::: Given records
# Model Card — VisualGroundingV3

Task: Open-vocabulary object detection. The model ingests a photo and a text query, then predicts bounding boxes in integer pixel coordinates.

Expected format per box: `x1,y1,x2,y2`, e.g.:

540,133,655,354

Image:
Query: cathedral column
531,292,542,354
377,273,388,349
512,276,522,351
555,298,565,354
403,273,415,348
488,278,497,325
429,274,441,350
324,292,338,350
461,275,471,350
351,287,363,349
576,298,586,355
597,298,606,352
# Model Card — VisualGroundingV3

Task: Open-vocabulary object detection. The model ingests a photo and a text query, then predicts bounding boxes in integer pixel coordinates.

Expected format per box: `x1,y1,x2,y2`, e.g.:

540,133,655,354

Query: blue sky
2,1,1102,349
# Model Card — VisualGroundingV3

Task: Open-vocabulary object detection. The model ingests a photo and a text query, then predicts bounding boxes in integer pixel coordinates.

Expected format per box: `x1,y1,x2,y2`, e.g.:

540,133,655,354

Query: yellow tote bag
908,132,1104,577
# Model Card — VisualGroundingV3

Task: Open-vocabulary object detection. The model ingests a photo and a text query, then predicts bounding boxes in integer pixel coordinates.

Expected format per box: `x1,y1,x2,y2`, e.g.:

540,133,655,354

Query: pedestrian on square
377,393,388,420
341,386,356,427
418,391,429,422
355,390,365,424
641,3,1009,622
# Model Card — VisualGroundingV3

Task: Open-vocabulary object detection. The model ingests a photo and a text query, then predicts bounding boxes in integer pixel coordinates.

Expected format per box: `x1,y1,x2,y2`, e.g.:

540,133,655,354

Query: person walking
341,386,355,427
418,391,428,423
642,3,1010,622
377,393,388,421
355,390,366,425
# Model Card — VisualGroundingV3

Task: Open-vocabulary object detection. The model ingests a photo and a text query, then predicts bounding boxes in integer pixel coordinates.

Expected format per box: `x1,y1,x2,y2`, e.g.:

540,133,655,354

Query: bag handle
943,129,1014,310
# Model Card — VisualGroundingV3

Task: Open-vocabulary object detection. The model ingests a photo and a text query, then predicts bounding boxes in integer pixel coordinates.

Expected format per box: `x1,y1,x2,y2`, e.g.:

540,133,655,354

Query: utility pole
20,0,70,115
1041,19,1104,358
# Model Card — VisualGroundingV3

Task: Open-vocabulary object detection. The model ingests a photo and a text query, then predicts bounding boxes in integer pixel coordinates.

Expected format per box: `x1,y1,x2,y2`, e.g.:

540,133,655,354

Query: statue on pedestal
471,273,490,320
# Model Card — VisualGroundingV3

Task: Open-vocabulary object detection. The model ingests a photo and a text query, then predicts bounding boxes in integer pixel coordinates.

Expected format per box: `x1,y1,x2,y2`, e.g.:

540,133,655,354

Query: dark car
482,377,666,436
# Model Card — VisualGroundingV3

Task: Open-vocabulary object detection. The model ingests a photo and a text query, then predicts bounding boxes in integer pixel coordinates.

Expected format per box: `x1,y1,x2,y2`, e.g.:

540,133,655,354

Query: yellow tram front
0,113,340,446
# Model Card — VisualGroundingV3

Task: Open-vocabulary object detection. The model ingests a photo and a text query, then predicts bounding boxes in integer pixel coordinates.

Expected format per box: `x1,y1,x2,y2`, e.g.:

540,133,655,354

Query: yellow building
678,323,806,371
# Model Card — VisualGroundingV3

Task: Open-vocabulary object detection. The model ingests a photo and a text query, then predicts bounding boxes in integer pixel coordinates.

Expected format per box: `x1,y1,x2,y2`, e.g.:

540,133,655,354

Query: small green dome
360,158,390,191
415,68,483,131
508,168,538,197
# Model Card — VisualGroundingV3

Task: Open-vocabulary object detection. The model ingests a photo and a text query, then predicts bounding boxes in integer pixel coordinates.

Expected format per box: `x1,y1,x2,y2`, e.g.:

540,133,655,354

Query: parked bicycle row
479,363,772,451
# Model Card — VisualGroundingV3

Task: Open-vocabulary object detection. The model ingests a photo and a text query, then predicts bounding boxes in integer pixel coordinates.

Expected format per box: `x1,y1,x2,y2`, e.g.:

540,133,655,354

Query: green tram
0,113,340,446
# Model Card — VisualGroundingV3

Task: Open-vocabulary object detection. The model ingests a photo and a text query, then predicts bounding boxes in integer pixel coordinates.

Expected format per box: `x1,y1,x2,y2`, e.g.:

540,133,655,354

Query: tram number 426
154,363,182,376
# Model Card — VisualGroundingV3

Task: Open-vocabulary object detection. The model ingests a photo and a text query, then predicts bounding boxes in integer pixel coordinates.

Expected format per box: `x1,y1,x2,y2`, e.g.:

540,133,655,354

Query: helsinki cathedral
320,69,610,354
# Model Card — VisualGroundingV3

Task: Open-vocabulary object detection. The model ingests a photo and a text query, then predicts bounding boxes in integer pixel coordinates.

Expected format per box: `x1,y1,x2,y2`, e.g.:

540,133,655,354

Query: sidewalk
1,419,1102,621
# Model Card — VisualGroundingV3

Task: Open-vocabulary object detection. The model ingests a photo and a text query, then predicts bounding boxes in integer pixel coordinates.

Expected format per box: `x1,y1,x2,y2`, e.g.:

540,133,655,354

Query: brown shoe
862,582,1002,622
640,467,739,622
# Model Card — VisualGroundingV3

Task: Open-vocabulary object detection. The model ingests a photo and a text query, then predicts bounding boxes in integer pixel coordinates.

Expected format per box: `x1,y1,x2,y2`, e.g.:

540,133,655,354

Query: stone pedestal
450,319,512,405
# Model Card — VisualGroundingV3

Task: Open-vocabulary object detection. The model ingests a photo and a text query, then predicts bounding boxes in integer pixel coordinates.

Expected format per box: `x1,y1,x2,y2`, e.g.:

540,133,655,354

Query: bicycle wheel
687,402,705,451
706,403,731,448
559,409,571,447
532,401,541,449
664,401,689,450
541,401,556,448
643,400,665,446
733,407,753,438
::::::
*Brief*. Provide a faithful, complete copy of the entries above.

*Problem solution*.
# Model Card — VisualGroundingV3

Task: Open-vocabulary object detection. The model ingests a photo and a text query, then predicts bounding boxes in integer pixel coordinates.

Expected format per box: `x1,y1,x2,y2`, e.g.:

540,133,655,354

Image:
Query: cathedral column
531,292,542,354
377,273,388,349
512,276,522,351
555,298,565,354
403,273,415,348
488,278,497,325
429,274,441,350
324,292,338,350
461,275,471,350
351,287,363,349
576,298,586,355
597,298,606,352
# Model Card — VisualGroundingV3

Task: Open-vocabulary object detection. The model ingests a photo and a text query, then predicts bounding boxes in integer pixel coordinates.

Expected format per box: `x1,y1,x2,y2`, e.g.:

540,133,655,354

Query: blue sky
2,1,1102,349
# Model Card — VisualGroundingV3

Task: Open-vocabulary object detection. The model ingests a photo and a text query, then predicts bounding boxes in integer pixel coordinates.

Expected format per box: `x1,y1,x2,y2`, e.g.:

540,133,655,354

Query: yellow tote bag
908,132,1104,577
# Model Card — VisualGroundingV3

Task: Open-vocabulary object detection. The model ingests a photo and a text query, then predicts bounding boxes in integer pixel coordinates.

Expected format per box: `x1,y1,x2,y2`, e.g.:

540,133,655,354

Query: pedestrian on square
377,393,388,420
341,386,356,427
418,391,429,422
355,390,365,424
641,3,1009,622
# Model Card — VisualGroundingV3

Task: Open-vocabulary object detection. The model ingests a photo and a text query, then predicts bounding boxes in integer pixel coordinates.

Expected format per box: `x1,y1,x2,y2`, e.g.:

540,133,655,354

Query: person walking
341,386,355,427
418,391,428,423
642,3,1010,622
377,393,388,421
355,390,366,425
# Model Card — VisualGroundingV3

Task: Open-vocabulary object detection. The model ingests a photo and a text query, then predicts bounding boxes in integer pixel coordinates.

Expected format per box: `x1,y1,x2,y2`, e.g.:

540,133,655,354

Query: bag handle
943,129,1014,310
# Model Card — VisualGroundingV3

Task: Open-vocabulary object detection. The model ingests a photo and a text query, then predicts bounding boxes in integer pixel coordinates.

Expected format per box: `x1,y1,x2,y2`, e.g.:

540,133,655,354

Query: utility pole
20,0,70,115
1041,19,1104,358
# Model Card — VisualGroundingV3

Task: Open-vocabulary object detection. The model ingests a photo and a text query, then predicts bounding boxes in integer pixel coordinates.

Expected format per box: `x1,y1,x2,y2`, e.g.:

540,133,655,354

Query: statue on pedestal
471,273,490,320
# Model Card — VisualGroundingV3

Task: Open-vocabulary object detection. The model ingests a photo and a text query, then predicts bounding boxes in integer pixel coordinates.

Expected format per box: `x1,y1,x2,y2`, e.g.:

540,133,655,354

Query: dark car
482,377,666,436
# Model Card — VisualGroundingV3

Task: Open-vocabulary object detection. The model ingests a photo and a text query, then predicts bounding boxes in integer pixel coordinates.

Expected format per box: `x1,y1,x2,y2`, e.g.:

540,133,655,354

Query: yellow tram front
0,113,340,446
# Model Card — VisualGroundingV3

Task: Open-vocabulary object detection. The model ingests a photo and a text query, then predicts bounding boxes in integer pixel coordinates.

Expected format per box: `x1,y1,x2,y2`, e.g.:

540,133,655,354

Query: yellow building
678,323,806,371
# Model Card — VisualGroundingV3

Task: Open-vocabulary object detection. The model ingests a photo and a text query, then predicts bounding boxes in integer pixel coordinates.

Expected format per box: `x1,y1,x2,y2`, e.g.:

540,133,655,354

Query: small green dome
360,158,390,191
415,68,483,131
508,168,538,197
# Model Card — VisualGroundingV3

Task: Open-vocabulary object detection. The model ingests a photo and a text query, then predicts bounding boxes in integer pixel coordinates.

Expected format per box: `x1,y1,x2,y2`, e.g.:

540,133,655,354

Query: parked bicycle row
479,363,772,451
# Model Card — VisualGroundingV3

Task: Open-vocabulary object detection. The model ingests a photo and a text query, then predicts bounding boxes in integer pixel coordinates.

Expected format per box: `x1,y1,x2,y2`, e.g.:

540,133,655,354

Query: green tram
0,113,340,446
# Model Card — VisualGroundingV3

Task: Open-vocabulary object detection. The model ingests a photo and a text query, then predicts bounding boxes in integer pixel coordinates.

Expected format per box: `x1,y1,x2,y2`, e.g.:

540,133,655,354

Query: tram number 426
154,363,182,376
# Model Card — VisualGroundingV3

Task: Open-vocabulary object detection. The model ingests a photo and a text query, then predicts bounding boxes in integer pixel coordinates.

Expected format per box: `x1,y1,x2,y2`, e.g.:

540,133,655,354

Query: helsinki cathedral
320,69,610,354
# Model Card — VisualGroundingV3

Task: Open-vocabulary object detection. The model ingests a photo and a text query, then predicts bounding boxes in integer pixel coordinates.

Expected format per box: `x1,y1,x2,y2`, e.g.:

540,133,655,354

Query: sidewalk
1,419,1102,621
# Model Card — VisualGroundingV3

Task: Open-vocabulary object detection. The model ingests a photo and a text query, then predicts bounding boxes in integer pixel coordinates.

Expected format per box: `x1,y1,x2,y2`, e.g.:

540,133,655,354

Query: brown shoe
862,582,1002,622
640,467,739,622
# Model Card — VisualGroundingV3

Task: Open-vocabulary object detection. The model ingests a photo and a text query, then predicts bounding boxes in integer pixel coordinates.

Expected format per box: `x1,y1,x2,y2`, e.g.:

540,133,655,354

Query: stone pedestal
450,319,512,405
# Model Card — VisualGroundingV3

Task: Open-vocabulary object detection. The model ingests a photo and a text query, then predicts bounding boxes in integer pixel coordinates.

Expected format per box: `x1,y1,x2,y2`, e.g.:

540,133,655,354

Query: bicycle wheel
687,402,705,451
706,403,731,448
559,409,571,447
532,401,541,449
664,401,689,450
541,401,556,448
643,400,665,446
733,407,753,438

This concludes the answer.